#### REQUIRED WORK
Can you give the material below as a numbered list, leaving out any blank lines?

#### INPUT RECORDS
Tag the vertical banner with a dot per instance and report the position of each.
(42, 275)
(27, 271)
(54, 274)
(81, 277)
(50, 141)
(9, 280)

#### REPLY
1. Tag the vertical banner with a dot per instance and report the position of each.
2. (42, 275)
3. (27, 271)
4. (54, 274)
5. (81, 277)
6. (50, 141)
7. (9, 280)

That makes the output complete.